Referring expression grounding data:

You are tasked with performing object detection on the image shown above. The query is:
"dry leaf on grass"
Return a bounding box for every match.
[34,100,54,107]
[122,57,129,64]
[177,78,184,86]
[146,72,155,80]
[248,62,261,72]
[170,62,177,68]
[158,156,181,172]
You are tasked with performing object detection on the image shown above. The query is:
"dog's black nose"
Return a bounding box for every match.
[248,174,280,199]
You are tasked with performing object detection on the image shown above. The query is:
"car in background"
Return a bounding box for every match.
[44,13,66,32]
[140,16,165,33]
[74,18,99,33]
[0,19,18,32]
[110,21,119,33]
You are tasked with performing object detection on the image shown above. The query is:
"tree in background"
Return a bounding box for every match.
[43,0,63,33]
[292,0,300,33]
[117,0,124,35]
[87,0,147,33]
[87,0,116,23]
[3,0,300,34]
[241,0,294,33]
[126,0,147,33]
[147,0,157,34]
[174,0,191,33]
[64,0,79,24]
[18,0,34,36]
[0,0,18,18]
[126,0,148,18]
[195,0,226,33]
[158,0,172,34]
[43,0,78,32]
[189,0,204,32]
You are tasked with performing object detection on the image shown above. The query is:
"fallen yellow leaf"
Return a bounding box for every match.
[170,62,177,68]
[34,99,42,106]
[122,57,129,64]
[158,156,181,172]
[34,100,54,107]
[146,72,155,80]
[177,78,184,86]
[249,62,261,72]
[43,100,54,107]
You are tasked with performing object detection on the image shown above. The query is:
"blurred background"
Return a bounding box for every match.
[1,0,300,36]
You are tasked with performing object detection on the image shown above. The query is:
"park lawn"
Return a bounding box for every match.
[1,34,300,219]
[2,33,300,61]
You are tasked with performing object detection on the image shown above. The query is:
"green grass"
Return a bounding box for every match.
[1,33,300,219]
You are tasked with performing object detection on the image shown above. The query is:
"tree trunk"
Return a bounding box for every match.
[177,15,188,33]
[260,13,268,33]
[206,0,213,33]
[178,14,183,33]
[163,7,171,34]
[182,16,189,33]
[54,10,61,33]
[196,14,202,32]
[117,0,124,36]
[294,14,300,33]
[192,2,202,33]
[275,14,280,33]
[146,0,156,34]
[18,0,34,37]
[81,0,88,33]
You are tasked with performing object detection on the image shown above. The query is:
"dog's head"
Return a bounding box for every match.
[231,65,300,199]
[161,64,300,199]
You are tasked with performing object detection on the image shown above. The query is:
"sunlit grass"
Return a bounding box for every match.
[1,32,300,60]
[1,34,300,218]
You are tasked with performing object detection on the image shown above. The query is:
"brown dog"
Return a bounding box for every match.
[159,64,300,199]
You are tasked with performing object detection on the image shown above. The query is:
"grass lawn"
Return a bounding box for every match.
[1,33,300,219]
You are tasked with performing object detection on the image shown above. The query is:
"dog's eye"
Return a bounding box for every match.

### ACTIVITY
In the records above, find each line holding "background" and copy it.

### ANSWER SECTION
"car in background"
"tree in background"
"blurred background"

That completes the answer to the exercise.